◆ SOURCE EXCERPT:

Start

Thursday, January 13, 2022

Snoqualmie Falls at Flood Stage and Cle Elum Digs Out

I had some work in central Washington and had to alter my route due to Highway 2 being closed across Stevens Pass. I added a bit an additional detour as water levels in the Snoqualmie River were very high. 

Road closure in the Snoqualmie River valley 

The detour was a chance to see Snoqualmie Falls at flood stage.


The spray from the base of the falls obliterated any veiwing from the main view spot

Further on my journey I observed Cle Elum still digging out from the snow. Temperatures have moderated and it was just above freezing as I passed through town.



 

Friday, January 7, 2022

Marginal Revolution Geology Posts

Tyler Cowen at Marginal Revolution claims not care about geology:  https://marginalrevolution.com/marginalrevolution/2022/01/why-i-dont-care-about-geology.html

He finished the post with "One lesson of this post is that it is possible to be interested in things one is not interested in, and vice versa." 

A comment by Dinwar on the post was then turned into a post: https://marginalrevolution.com/marginalrevolution/2022/01/how-do-geologists-think.html

Dinwar notes that "Engineers and geologists think VERY differently, in nearly incompatible ways, which is fun because we work together all the time." I would tend to agree. Engineers are problem solvers and geologists spot the problems. I try to put effort into making sure the geology of a site makes sense to the engineers, but I also try to understand the way engineers can solve a problem so I can anticipate just how bad a geology hazard is or not. 

Dinwar finishes with a bit on field work "Field geologists are even worse–we do all that, only in conditions that would make any sane person run screaming." and he also has a note about safety managers. Navigating thick brush and steep rough ground is a skill set that is probably just as valuable as understanding the glacial history of an area, and it is an activity that most people might consider insane.   

Wednesday, January 5, 2022

Mail Problems on Decatur

Decatur Island has a mail problem: islandssounder.com Decatur Mail Challenge and sanjuanjournal: Mail issues on Decatur.

Only four of the San Juan Islands are served by Washington State Ferries: Shaw, Lopez, San Juan and Orcas. Getting to and from the other islands varies. Several including Decatur have air strips. Water "taxi" chartered boats mostly from Anacortes also routinely provide service to the non ferry islands. The charter boats pull up to docks and land on beaches to pick up and drop people off. Given their ability to 'land' at a wide range of sites, the charter service is pretty great and I have used it to get to Decatur and a few other islands.

Approaching an island beach on an Island Express Charter
 
The mail problem on Decatur seems to have partially evolved due to the increased amount of mail as more seasonal use of the island has morphed into more year round long term residences. With access to internet and good cell phone coverage more people have taken up living year round on the island. The demand for mail packages has increased and hence the controversy of an island without a post office. I would note as well that the charter boats also deliver groceries and other goods.  

Monday, January 3, 2022

Northwest Arkansas Appeals to Seattle

Billboard in Seattle

I have a soft spot for northwest Arkansas - Van Burien County specifically. In a different era I rode my bike through northwest Arkansas. It was pleasant change of scenery after miles of being on the plains. It is a landscape that would appeal to western Washington folks - mountains, forest and lakes.

End

◆ CHALLENGE A: Reproduce the stretch of the blog excerpt from "Monday, January 3, 2022" through "forest and lakes." word for word.
The blog excerpt and the listing after it have no connection to each other.

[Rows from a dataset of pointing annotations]
Start

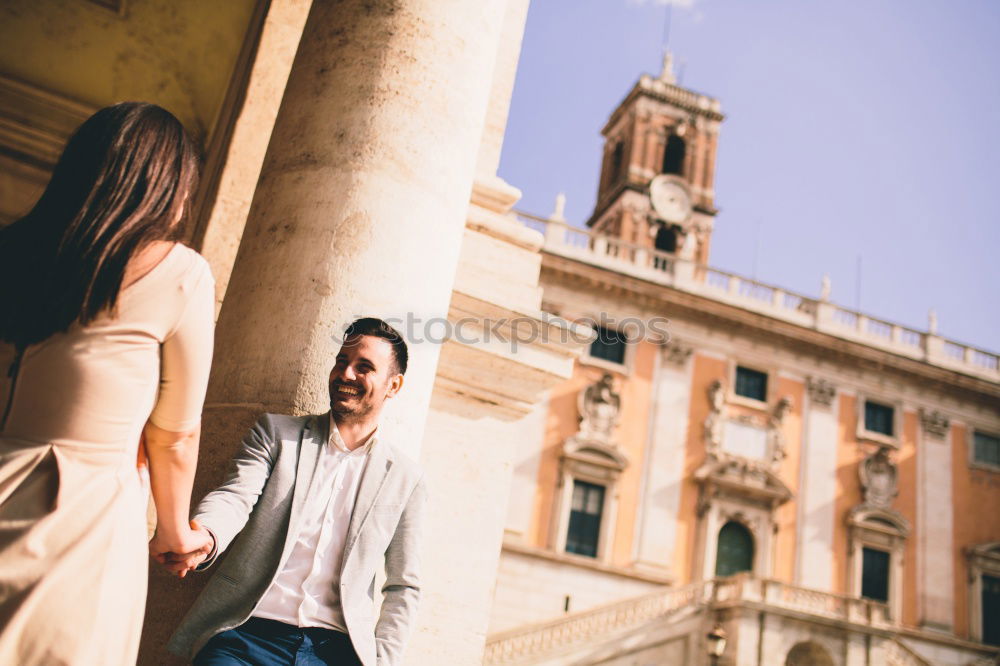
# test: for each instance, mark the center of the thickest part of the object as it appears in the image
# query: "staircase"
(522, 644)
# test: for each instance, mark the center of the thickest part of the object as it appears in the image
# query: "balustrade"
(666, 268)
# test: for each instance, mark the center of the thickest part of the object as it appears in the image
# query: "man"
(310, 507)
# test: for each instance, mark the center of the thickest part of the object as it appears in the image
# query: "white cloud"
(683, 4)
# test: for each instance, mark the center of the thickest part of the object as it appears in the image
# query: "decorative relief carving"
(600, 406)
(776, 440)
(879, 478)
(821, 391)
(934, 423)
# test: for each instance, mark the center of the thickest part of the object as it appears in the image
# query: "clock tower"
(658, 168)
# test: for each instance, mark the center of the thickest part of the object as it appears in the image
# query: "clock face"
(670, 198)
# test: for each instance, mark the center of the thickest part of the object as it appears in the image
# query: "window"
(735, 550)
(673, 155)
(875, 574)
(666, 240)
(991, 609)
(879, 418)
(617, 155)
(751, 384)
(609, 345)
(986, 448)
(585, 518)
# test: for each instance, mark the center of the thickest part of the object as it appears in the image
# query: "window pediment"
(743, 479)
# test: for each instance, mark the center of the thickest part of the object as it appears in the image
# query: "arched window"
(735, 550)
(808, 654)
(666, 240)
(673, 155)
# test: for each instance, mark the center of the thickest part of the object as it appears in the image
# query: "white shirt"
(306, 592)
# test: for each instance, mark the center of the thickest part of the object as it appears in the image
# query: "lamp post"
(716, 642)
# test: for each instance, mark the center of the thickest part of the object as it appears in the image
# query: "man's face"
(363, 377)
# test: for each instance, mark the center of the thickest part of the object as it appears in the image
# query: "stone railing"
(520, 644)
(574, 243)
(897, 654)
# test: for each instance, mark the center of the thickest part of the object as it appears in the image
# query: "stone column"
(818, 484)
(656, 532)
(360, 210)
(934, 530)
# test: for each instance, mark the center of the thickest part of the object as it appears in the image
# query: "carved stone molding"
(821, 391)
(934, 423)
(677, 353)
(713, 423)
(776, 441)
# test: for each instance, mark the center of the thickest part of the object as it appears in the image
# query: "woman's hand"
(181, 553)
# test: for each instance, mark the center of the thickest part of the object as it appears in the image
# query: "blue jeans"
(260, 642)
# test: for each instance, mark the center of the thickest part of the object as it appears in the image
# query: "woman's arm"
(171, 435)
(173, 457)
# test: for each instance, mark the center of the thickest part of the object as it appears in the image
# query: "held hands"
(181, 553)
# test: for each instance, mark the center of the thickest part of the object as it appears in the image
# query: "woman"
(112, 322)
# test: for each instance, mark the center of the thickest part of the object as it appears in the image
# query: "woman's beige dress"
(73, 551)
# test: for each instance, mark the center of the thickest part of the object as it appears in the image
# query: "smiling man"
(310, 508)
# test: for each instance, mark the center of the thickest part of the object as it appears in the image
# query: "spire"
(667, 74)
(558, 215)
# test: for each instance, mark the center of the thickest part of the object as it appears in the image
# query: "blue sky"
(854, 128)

End
Start

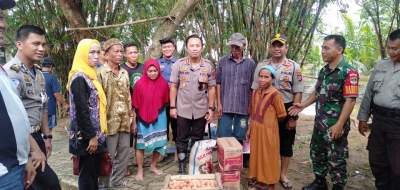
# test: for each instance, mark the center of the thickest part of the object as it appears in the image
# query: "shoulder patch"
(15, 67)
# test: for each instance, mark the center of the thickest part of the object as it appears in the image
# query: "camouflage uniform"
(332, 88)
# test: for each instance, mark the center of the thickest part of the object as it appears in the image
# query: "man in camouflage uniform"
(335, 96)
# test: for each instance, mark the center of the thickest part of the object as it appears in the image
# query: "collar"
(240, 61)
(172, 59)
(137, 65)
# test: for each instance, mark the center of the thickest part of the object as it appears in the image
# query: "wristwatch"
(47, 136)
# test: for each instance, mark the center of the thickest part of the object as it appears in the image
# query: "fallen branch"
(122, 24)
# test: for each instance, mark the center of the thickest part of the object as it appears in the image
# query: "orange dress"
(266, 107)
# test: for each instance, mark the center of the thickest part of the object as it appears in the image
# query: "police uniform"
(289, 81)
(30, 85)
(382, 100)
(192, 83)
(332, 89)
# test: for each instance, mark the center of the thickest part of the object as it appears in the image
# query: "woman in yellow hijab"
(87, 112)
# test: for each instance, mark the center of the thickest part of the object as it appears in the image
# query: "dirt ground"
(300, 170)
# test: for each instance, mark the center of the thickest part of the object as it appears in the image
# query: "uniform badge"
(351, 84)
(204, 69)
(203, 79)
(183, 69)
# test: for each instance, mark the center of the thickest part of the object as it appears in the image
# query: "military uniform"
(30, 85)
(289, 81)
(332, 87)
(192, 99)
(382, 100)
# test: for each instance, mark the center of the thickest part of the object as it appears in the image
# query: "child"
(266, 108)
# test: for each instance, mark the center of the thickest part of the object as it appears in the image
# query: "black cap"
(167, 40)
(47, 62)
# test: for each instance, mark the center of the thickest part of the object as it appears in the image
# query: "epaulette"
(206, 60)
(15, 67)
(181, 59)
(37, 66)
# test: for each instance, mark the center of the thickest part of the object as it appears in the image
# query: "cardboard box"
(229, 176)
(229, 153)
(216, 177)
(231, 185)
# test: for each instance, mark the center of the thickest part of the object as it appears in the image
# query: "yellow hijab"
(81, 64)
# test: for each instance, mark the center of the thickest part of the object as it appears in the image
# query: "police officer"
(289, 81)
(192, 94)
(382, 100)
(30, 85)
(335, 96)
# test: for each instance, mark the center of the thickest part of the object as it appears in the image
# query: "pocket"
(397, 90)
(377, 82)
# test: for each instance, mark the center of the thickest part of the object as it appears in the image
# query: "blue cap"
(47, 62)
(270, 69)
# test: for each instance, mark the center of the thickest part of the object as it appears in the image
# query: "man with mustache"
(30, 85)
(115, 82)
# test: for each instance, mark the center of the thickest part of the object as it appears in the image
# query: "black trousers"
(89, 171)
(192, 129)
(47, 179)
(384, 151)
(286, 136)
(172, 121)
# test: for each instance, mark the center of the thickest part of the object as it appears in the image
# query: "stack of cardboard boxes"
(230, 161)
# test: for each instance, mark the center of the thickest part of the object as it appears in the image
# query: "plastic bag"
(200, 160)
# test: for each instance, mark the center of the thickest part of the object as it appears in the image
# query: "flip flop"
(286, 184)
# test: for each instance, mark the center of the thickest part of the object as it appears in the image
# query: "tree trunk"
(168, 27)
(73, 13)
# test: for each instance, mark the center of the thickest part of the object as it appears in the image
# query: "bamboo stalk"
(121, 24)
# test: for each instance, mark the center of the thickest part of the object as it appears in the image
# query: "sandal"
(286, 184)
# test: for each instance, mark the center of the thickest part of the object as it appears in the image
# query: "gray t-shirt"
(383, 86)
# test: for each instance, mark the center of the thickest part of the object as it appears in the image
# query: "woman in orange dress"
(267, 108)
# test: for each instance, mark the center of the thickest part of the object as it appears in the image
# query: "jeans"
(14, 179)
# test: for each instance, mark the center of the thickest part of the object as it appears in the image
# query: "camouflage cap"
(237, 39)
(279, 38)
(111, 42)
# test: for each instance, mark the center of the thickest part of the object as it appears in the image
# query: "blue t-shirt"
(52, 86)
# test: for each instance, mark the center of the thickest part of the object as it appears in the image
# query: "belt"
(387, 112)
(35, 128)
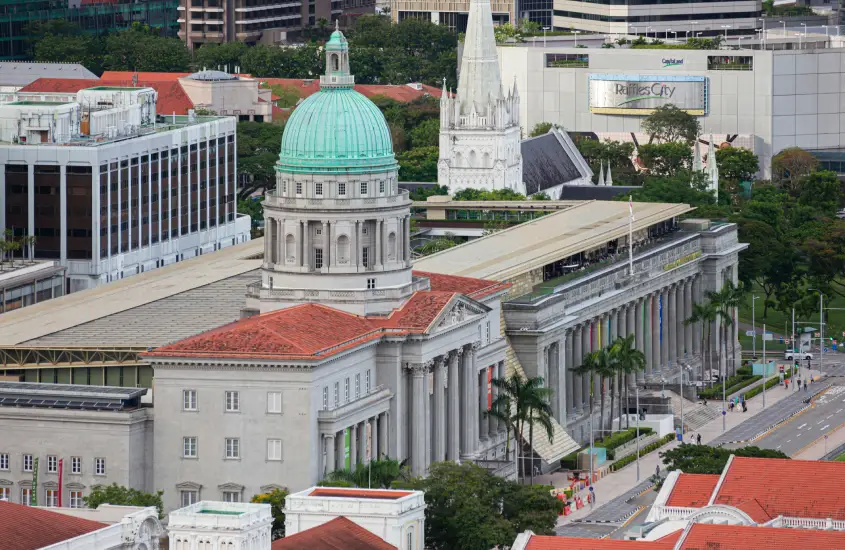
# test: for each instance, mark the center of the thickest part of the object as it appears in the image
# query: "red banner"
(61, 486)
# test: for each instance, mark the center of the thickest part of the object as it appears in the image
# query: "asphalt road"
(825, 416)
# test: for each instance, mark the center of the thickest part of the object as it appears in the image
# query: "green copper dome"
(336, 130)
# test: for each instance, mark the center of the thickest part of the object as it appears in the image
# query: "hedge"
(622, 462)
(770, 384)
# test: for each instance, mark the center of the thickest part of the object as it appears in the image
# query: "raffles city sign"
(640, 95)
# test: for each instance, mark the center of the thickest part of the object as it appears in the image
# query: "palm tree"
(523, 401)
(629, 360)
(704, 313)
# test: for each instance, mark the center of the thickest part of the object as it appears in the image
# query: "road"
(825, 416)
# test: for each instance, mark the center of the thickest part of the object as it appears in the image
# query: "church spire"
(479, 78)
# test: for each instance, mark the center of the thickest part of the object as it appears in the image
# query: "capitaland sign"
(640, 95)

End
Start

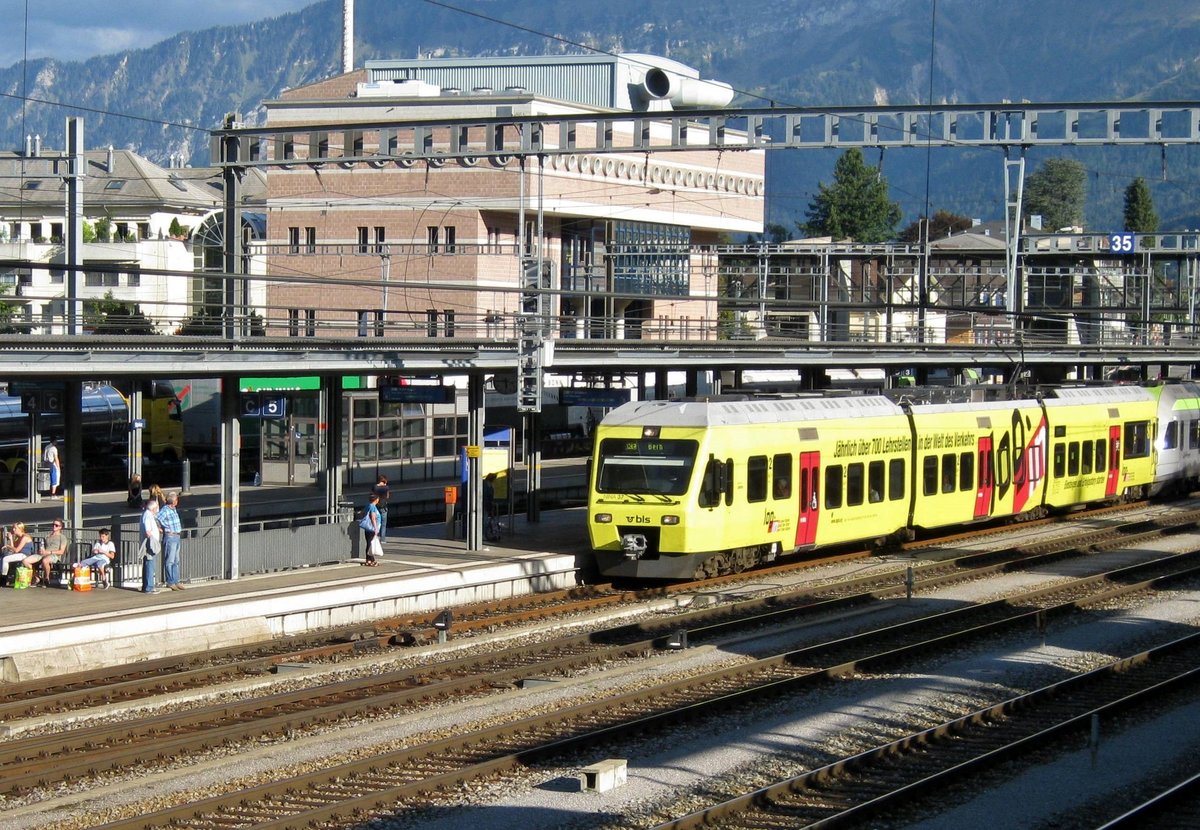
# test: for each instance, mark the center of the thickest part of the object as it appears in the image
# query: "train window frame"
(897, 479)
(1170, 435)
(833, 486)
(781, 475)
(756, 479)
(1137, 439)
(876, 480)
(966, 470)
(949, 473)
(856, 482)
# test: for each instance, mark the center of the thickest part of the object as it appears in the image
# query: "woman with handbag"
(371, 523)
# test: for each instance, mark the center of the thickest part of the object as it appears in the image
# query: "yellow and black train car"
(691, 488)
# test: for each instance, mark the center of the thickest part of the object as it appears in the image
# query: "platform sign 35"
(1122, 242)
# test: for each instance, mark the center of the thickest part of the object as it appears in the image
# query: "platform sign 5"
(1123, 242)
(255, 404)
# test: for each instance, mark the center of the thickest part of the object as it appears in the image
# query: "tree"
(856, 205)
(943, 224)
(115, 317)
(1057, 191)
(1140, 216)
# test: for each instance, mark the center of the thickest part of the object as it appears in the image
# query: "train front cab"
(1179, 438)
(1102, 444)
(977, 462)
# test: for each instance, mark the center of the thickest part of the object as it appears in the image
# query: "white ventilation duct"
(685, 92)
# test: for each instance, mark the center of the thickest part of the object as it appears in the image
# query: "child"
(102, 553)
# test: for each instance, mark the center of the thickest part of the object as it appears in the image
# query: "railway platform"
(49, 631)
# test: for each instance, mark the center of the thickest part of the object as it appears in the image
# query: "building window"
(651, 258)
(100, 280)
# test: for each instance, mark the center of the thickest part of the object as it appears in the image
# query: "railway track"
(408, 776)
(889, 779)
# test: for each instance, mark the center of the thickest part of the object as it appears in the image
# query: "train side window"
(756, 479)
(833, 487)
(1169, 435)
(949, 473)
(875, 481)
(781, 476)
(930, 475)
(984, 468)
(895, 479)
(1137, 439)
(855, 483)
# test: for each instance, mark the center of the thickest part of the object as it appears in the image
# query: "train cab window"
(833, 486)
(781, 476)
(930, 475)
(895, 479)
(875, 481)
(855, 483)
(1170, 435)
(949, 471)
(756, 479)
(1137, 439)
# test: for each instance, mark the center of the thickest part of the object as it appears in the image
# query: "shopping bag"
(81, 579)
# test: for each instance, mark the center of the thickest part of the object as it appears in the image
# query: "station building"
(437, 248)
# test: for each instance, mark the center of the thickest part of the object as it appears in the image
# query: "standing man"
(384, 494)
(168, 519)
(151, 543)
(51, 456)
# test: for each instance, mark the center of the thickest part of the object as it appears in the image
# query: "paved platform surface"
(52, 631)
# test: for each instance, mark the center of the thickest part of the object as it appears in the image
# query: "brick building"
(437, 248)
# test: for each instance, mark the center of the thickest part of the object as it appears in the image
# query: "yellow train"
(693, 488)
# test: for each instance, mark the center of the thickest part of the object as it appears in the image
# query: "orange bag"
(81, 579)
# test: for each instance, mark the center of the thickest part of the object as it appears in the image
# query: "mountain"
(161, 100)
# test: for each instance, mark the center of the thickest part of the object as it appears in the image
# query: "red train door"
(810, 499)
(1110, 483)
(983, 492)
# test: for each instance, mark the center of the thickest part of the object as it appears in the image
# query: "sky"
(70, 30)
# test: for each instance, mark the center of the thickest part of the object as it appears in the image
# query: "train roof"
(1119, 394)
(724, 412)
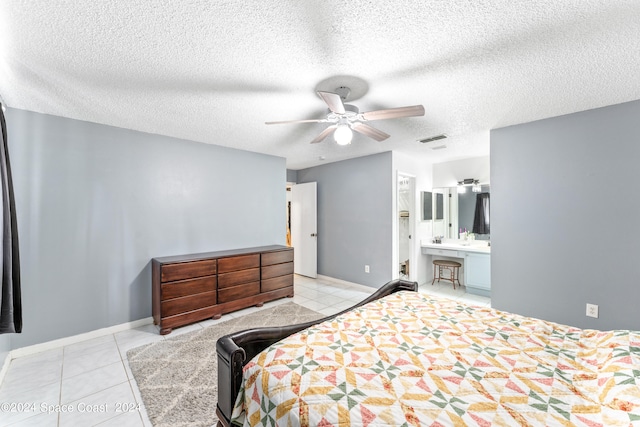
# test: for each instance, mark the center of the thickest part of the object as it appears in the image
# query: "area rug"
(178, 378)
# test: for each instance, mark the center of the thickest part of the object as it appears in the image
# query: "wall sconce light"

End

◆ CHALLENGE B: Report each line of the listing that contains the string "tree".

◆ WRITTEN SOLUTION A:
Monday, January 3, 2022

Northwest Arkansas Appeals to Seattle

Billboard in Seattle

I have a soft spot for northwest Arkansas - Van Burien County specifically. In a different era I rode my bike through northwest Arkansas. It was pleasant change of scenery after miles of being on the plains. It is a landscape that would appeal to western Washington folks - mountains, forest and lakes.

◆ WRITTEN SOLUTION B:
# query: "tree trunk"
# query: "palm tree"
# query: "tree"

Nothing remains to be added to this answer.